La saignée de la boucherie de Juin avait paralysé le mouvement ouvrier français pour une quinzaine d’années. La saignée du carnage de la Commune l’a encore retardé de dix ans. Ce qui a lieu maintenant est un massacre massif sans précédent qui réduit de plus en plus la population ouvrière adulte de tous les pays civilisés qui font la guerre à n’être plus composée que de femmes, de vieillards et d’infirmes. C’est une saignée qui risque d’épuiser mortellement le mouvement ouvrier européen. Encore une guerre de ce genre, et les perspectives du socialisme sont enterrées sous les ruines entassées par la barbarie impérialiste. C’est beaucoup plus grave que la destruction scandaleuse de Louvain et de la cathédrale de Reims. C’est un attentat non pas à la culture bourgeoise du passé, mais à la civilisation socialiste de l’avenir, un coup mortel porté à cette force qui porte en elle l’avenir de l’humanité et qui seule peut transmettre les trésors précieux du passé à une société meilleure. Ici, le capitalisme découvre sa tête de mort, ici il trahit que son droit d’existence historique a fait son temps, que le maintien de sa domination n’est plus compatible avec le progrès de l’humanité.
Ici encore la guerre actuelle s’avère non seulement un gigantesque assassinat, mais aussi un suicide de la classe ouvrière européenne. Car ce sont les soldats du socialisme, les prolétaires d’Angleterre, de France, d’Allemagne, de Russie, de Belgique qui depuis des mois se massacrent les uns les autres sur l’ordre du capital, ce sont eux qui enfoncent dans leur coeur le fer meurtrier, s’enlaçant d’une étreinte mortelle, chancelant ensemble, chacun entraînant l’autre dans la tombe.
+ + + +
Énoncé 1: Réécrivez le passage de l'extrait sur la guerre et le mouvement ouvrier qui commence par « Ici encore la » et se poursuit jusqu'à « dans la tombe. », en substituant « travailleurs » à « prolétaires ».
Énoncé 2:
Répondez aux questions suivantes d'après l'extrait sur la guerre et le mouvement ouvrier :
(a) Pendant combien de temps la saignée de la boucherie de Juin a-t-elle paralysé le mouvement ouvrier français ?
(b) De combien d'années la saignée du carnage de la Commune l'a-t-elle encore retardé ?
(c) De quels pays sont les prolétaires qui, selon l'extrait, se massacrent les uns les autres ?
Énoncé 3: Poursuivez l'extrait sur la guerre et le mouvement ouvrier à partir de sa dernière phrase.

Données fournies:
+ + + +
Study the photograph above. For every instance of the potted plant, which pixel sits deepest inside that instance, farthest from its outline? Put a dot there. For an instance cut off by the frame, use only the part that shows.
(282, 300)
+ + + +
Réponse 1:
Ici encore la guerre actuelle s’avère non seulement un gigantesque assassinat, mais aussi un suicide de la classe ouvrière européenne. Car ce sont les soldats du socialisme, les travailleurs d’Angleterre, de France, d’Allemagne, de Russie, de Belgique qui depuis des mois se massacrent les uns les autres sur l’ordre du capital, ce sont eux qui enfoncent dans leur coeur le fer meurtrier, s’enlaçant d’une étreinte mortelle, chancelant ensemble, chacun entraînant l’autre dans la tombe.

Réponse 2:
(a) Une quinzaine d'années.
(b) Dix ans.
(c) L'Angleterre, la France, l'Allemagne, la Russie et la Belgique.

Réponse 3:
« L’Allemagne, l’Allemagne au-dessus de tout ! Vive la démocratie ! Vive le tsar et le panslavisme ! » Dix mille toiles de tentes garanties standard, cent mille kilos de lard, d’ersatz-café livrables immédiatement ! Les dividendes grimpent et les prolétaires tombent, et avec chacun d’eux c’est un combattant de l’avenir, un soldat de la révolution, un de ceux qui délivreront l’humanité du joug du capitalisme, qui descend au tombeau.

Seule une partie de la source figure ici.